### TEXTE À LIRE

════

Où sont leurs noms et leurs visages ? Les femmes représentent près de la moitié des personnes exilées dans le monde, selon le Réseau européen des migrations. Celles qui parviennent en Europe depuis l'Afrique ont parfois connu les prisons libyennes et ont, pour la plupart, été exposées à l'exploitation et aux violences sexuelles des hommes. Une fois dans leur pays d'arrivée, d'autres obstacles jalonnent leurs parcours. Elles doivent faire face à des démarches administratives longues pour espérer obtenir des papiers : en France, 29% des demandeurs d'asile ont obtenu une réponse positive en 2022. Elles doivent rechercher un logement, un emploi, se soigner et souvent s'occuper de leurs enfants.

Bien que ces difficultés soient partagées, la trajectoire de chaque femme est unique. Ce qui les caractérise, "ce n'est pas l'exceptionnalité de leur mouvement mais plutôt le fait qu'elles transgressent l'immobilité à laquelle elles ont été assignées", écrit la chercheuse Camille Schmoll dans Les Damnées de la mer (éd. La Découverte). Malgré leur vulnérabilité, leur expérience de la marge est aussi un endroit "de déploiement de nouvelles solidarités et de formes de lutte". Alors que le projet de loi immigration a été adopté par le Parlement, mardi 19 décembre, franceinfo a recueilli les témoignages de trois femmes exilées.

Maladho, 33 ans, Guinéenne : "Je me voyais mourir pendant la traversée"

Maladho a quitté la Guinée en 2018, après la mort de son mari. Elle a traversé la Méditerranée seule pour arriver en France, où elle a fait venir ses trois enfants. Tous sont en situation régulière. Après une formation en cuisine au sein de l'école du chef Thierry Marx, elle travaille pour la mairie de Villemomble (Seine-Saint-Denis) et habite un petit appartement fourni par une association. 

"J'avais 28 ans quand mon mari est mort. Ma famille a voulu que je me remarie avec son grand frère, mais il avait déjà trois femmes et je ne l'aimais pas. Pour elle, je ne pouvais pas être seule avec mes trois enfants qui avaient à l'époque 1, 5 et 11 ans. Comme je refusais, mon beau-père nous a chassés de la maison. Il a pris tout ce que nous avions. Mais avant de partir, j'avais trouvé de l'argent que mon mari avait caché dans la maison.

════

### DONNÉES FOURNIES
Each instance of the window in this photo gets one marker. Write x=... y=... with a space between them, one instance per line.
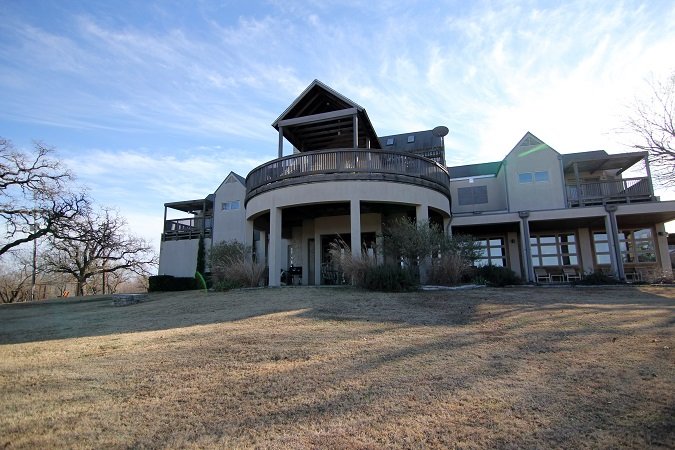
x=492 y=251
x=554 y=249
x=541 y=177
x=525 y=177
x=474 y=195
x=227 y=206
x=636 y=246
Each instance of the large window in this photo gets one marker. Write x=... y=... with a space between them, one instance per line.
x=227 y=206
x=492 y=251
x=474 y=195
x=636 y=246
x=554 y=249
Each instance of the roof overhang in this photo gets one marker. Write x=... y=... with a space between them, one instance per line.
x=592 y=163
x=321 y=118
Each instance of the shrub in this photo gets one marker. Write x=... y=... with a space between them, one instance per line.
x=166 y=283
x=597 y=277
x=496 y=276
x=388 y=278
x=233 y=265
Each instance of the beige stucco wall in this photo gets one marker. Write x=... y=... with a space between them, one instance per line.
x=179 y=258
x=229 y=225
x=535 y=195
x=496 y=190
x=340 y=191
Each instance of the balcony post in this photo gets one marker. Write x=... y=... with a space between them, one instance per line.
x=356 y=130
x=649 y=176
x=576 y=177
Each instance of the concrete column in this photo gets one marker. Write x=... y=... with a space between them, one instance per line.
x=355 y=218
x=612 y=230
x=275 y=250
x=525 y=245
x=662 y=253
x=422 y=217
x=585 y=249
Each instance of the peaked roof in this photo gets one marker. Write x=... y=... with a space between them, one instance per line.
x=322 y=118
x=532 y=142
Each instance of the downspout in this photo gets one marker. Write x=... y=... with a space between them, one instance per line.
x=527 y=251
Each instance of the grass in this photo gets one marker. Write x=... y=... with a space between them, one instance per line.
x=342 y=368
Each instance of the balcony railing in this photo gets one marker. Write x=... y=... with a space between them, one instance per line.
x=188 y=228
x=347 y=164
x=626 y=190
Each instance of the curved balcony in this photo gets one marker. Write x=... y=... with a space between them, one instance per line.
x=347 y=165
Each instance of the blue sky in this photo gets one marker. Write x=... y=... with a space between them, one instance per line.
x=151 y=102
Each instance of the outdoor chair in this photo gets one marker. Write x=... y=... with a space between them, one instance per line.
x=571 y=274
x=542 y=274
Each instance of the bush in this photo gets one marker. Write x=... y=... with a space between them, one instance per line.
x=166 y=283
x=449 y=269
x=233 y=266
x=597 y=277
x=388 y=278
x=496 y=276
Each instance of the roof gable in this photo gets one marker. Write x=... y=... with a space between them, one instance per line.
x=322 y=118
x=528 y=145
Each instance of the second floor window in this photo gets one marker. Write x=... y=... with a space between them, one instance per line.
x=474 y=195
x=228 y=206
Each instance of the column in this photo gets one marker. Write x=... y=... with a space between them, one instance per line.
x=275 y=250
x=525 y=241
x=422 y=218
x=356 y=130
x=355 y=218
x=281 y=141
x=612 y=230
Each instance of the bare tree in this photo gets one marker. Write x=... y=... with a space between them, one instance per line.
x=34 y=199
x=652 y=121
x=98 y=243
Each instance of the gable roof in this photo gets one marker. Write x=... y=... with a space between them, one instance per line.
x=532 y=143
x=322 y=118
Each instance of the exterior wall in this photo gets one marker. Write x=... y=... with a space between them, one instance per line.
x=535 y=195
x=179 y=258
x=229 y=224
x=338 y=191
x=496 y=194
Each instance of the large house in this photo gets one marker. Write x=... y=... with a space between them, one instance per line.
x=547 y=216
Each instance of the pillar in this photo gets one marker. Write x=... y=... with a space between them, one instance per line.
x=525 y=245
x=612 y=230
x=275 y=250
x=355 y=226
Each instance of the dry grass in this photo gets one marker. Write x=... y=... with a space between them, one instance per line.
x=341 y=368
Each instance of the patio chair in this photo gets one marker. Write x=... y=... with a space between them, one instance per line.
x=571 y=274
x=542 y=274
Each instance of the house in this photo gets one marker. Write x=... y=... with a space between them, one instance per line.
x=547 y=216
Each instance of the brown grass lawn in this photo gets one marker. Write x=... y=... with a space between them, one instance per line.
x=343 y=368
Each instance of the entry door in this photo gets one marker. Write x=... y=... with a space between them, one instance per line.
x=310 y=263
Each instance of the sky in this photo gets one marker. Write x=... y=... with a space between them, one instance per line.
x=151 y=102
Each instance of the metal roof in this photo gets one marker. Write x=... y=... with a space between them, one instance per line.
x=474 y=170
x=597 y=160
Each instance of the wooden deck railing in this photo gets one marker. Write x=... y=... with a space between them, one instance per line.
x=188 y=228
x=347 y=164
x=626 y=190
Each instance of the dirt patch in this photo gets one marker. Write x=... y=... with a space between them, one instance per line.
x=310 y=367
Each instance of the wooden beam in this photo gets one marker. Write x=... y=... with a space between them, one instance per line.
x=318 y=117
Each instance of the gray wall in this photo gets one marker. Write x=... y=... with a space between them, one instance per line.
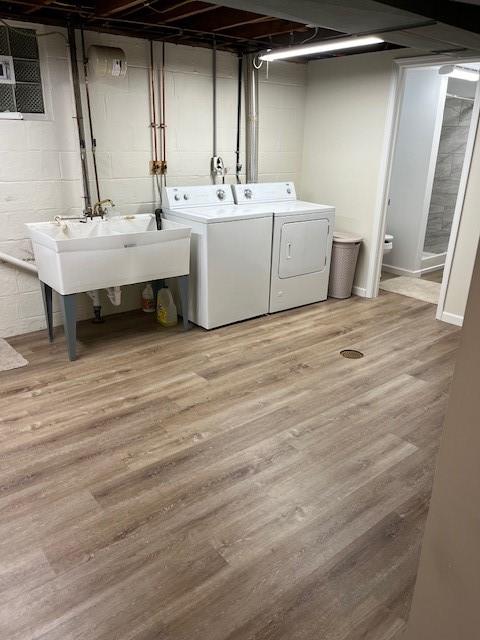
x=451 y=153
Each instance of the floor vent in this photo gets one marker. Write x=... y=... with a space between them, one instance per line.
x=351 y=354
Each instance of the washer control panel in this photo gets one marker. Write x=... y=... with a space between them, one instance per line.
x=264 y=192
x=197 y=196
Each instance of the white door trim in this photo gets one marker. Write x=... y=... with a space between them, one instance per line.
x=391 y=130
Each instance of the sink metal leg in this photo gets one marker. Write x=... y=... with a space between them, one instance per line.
x=70 y=324
x=47 y=306
x=183 y=291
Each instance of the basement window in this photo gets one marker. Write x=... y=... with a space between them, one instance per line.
x=20 y=77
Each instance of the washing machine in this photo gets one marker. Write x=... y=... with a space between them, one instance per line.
x=230 y=253
x=301 y=242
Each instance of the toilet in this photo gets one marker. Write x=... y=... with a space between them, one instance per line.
x=388 y=243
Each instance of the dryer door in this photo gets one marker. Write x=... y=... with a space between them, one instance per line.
x=303 y=247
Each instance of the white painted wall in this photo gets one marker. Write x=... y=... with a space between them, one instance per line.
x=413 y=167
x=347 y=104
x=40 y=169
x=467 y=243
x=345 y=119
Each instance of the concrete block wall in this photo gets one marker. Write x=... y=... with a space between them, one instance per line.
x=39 y=162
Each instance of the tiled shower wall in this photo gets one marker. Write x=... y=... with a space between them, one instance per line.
x=451 y=153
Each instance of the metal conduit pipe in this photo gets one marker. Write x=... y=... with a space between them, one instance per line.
x=251 y=118
x=79 y=117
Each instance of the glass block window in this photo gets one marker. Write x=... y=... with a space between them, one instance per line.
x=26 y=95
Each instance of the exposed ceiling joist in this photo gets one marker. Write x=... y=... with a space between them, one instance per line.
x=111 y=7
x=187 y=11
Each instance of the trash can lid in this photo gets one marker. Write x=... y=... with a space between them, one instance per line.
x=346 y=238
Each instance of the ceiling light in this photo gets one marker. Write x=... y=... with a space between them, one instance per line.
x=320 y=47
x=462 y=73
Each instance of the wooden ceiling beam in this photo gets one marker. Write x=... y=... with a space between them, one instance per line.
x=243 y=23
x=193 y=9
x=107 y=8
x=266 y=29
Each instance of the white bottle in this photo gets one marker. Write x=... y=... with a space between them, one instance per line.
x=148 y=300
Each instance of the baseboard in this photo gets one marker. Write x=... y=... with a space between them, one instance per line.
x=435 y=261
x=359 y=291
x=398 y=271
x=431 y=269
x=452 y=318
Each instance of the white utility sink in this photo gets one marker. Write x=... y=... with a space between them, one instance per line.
x=74 y=256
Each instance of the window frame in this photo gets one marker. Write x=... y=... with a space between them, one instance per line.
x=47 y=115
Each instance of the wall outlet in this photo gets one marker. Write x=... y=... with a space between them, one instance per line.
x=157 y=167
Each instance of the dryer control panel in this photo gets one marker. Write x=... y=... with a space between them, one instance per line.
x=264 y=192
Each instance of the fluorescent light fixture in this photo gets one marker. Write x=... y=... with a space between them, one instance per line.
x=320 y=47
x=461 y=73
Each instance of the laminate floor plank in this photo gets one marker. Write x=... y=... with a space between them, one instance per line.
x=246 y=483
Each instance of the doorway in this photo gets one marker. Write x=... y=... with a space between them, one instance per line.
x=435 y=124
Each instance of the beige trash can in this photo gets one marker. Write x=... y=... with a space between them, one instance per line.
x=344 y=262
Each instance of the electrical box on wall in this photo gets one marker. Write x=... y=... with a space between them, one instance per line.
x=104 y=62
x=7 y=72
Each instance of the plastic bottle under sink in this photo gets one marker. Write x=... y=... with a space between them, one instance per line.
x=148 y=299
x=166 y=309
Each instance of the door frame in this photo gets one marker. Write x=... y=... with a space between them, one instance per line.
x=397 y=89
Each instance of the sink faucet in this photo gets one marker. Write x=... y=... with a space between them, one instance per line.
x=98 y=211
x=99 y=208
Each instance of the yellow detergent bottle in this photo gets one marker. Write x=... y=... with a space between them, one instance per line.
x=166 y=309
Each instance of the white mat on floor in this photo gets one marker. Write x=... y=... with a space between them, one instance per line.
x=418 y=288
x=9 y=358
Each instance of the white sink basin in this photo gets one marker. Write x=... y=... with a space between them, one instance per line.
x=76 y=256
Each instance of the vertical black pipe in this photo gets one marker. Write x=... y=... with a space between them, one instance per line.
x=238 y=166
x=251 y=117
x=79 y=116
x=90 y=122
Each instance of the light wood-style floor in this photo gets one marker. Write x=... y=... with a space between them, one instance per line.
x=433 y=276
x=247 y=483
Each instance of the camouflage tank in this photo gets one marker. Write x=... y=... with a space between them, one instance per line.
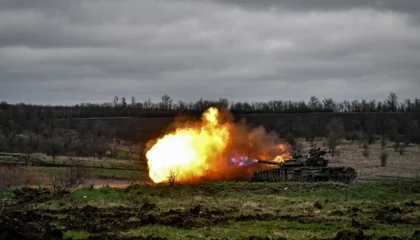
x=310 y=168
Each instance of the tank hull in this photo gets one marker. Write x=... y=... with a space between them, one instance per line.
x=306 y=174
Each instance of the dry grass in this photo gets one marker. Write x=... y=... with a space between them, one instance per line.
x=350 y=154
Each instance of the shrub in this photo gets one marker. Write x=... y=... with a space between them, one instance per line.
x=14 y=176
x=74 y=176
x=384 y=159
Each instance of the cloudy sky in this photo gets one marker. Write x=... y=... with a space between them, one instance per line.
x=66 y=52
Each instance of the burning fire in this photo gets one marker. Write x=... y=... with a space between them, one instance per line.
x=214 y=148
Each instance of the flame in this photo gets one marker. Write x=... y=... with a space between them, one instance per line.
x=205 y=150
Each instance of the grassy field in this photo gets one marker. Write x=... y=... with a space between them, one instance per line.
x=350 y=154
x=224 y=210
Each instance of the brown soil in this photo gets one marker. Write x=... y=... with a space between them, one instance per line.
x=19 y=220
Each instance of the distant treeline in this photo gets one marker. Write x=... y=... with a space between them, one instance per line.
x=121 y=107
x=57 y=130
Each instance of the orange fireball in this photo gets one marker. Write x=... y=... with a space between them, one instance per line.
x=203 y=150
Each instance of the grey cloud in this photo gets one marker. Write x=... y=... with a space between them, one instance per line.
x=54 y=51
x=386 y=5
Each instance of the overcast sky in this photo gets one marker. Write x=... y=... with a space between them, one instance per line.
x=72 y=51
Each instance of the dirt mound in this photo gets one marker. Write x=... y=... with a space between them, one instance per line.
x=31 y=195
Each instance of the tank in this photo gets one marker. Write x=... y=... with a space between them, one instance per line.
x=312 y=167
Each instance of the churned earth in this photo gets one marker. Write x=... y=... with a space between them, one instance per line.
x=224 y=210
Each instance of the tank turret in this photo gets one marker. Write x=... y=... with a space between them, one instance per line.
x=310 y=167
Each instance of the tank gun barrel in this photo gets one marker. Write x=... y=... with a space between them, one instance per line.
x=267 y=162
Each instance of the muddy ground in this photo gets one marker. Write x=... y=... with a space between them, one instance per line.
x=19 y=219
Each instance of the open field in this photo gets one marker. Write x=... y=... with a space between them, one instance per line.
x=117 y=171
x=225 y=210
x=350 y=154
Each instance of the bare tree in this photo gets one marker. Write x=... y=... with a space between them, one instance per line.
x=392 y=102
x=335 y=130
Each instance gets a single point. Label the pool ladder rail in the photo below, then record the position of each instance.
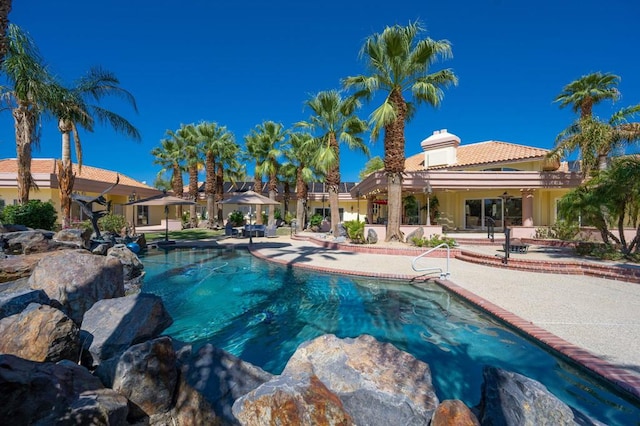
(444, 275)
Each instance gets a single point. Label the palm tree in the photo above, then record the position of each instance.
(170, 156)
(73, 110)
(28, 97)
(597, 140)
(302, 149)
(5, 8)
(272, 135)
(400, 63)
(215, 140)
(334, 118)
(589, 90)
(192, 150)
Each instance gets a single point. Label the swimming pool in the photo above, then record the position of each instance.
(261, 312)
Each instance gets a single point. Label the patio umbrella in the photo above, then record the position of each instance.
(165, 200)
(250, 198)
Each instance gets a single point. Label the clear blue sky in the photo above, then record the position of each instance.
(240, 63)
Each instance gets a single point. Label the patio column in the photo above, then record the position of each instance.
(527, 207)
(369, 210)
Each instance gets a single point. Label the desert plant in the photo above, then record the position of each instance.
(34, 214)
(315, 220)
(355, 231)
(236, 218)
(113, 223)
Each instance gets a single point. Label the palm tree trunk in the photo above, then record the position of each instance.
(5, 8)
(65, 173)
(177, 185)
(333, 184)
(301, 205)
(273, 186)
(394, 166)
(257, 187)
(24, 120)
(193, 194)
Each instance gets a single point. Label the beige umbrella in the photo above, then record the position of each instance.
(165, 200)
(250, 198)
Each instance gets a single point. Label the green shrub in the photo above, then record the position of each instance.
(355, 231)
(434, 241)
(561, 230)
(35, 214)
(112, 223)
(315, 220)
(236, 218)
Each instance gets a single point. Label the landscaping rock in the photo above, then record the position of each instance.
(147, 375)
(372, 236)
(80, 238)
(40, 333)
(27, 242)
(77, 279)
(453, 412)
(12, 303)
(111, 326)
(132, 267)
(15, 267)
(63, 393)
(287, 400)
(220, 377)
(417, 233)
(376, 383)
(512, 399)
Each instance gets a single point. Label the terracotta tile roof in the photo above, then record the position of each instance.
(47, 165)
(489, 152)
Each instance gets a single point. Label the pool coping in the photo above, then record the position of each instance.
(618, 378)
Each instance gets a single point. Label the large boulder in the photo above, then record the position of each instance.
(79, 238)
(27, 242)
(12, 303)
(376, 383)
(63, 393)
(372, 236)
(510, 398)
(292, 400)
(111, 326)
(132, 267)
(147, 375)
(453, 412)
(220, 377)
(417, 233)
(77, 279)
(40, 333)
(15, 267)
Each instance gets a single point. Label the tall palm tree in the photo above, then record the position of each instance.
(192, 151)
(73, 110)
(5, 8)
(303, 147)
(170, 156)
(28, 96)
(596, 140)
(582, 94)
(213, 138)
(229, 170)
(399, 62)
(272, 135)
(334, 118)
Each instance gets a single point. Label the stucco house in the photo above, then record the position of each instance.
(469, 186)
(91, 181)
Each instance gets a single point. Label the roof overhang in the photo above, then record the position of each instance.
(458, 180)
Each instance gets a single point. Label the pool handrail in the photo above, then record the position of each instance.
(443, 275)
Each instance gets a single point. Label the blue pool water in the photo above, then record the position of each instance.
(261, 312)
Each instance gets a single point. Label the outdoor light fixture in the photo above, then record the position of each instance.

════

### TRAVAIL DEMANDÉ
Répondez à ces questions à partir du texte sur les femmes exilées :
1. Selon le Réseau européen des migrations, quelle part des personnes exilées dans le monde les femmes représentent-elles ?
2. En France, quel pourcentage des demandeurs d'asile a obtenu une réponse positive en 2022 ?
3. Pour quelle mairie Maladho travaille-t-elle ?

### RÉPONSE ATTENDUE
1. Près de la moitié.
2. 29 %.
3. La mairie de Villemomble (Seine-Saint-Denis).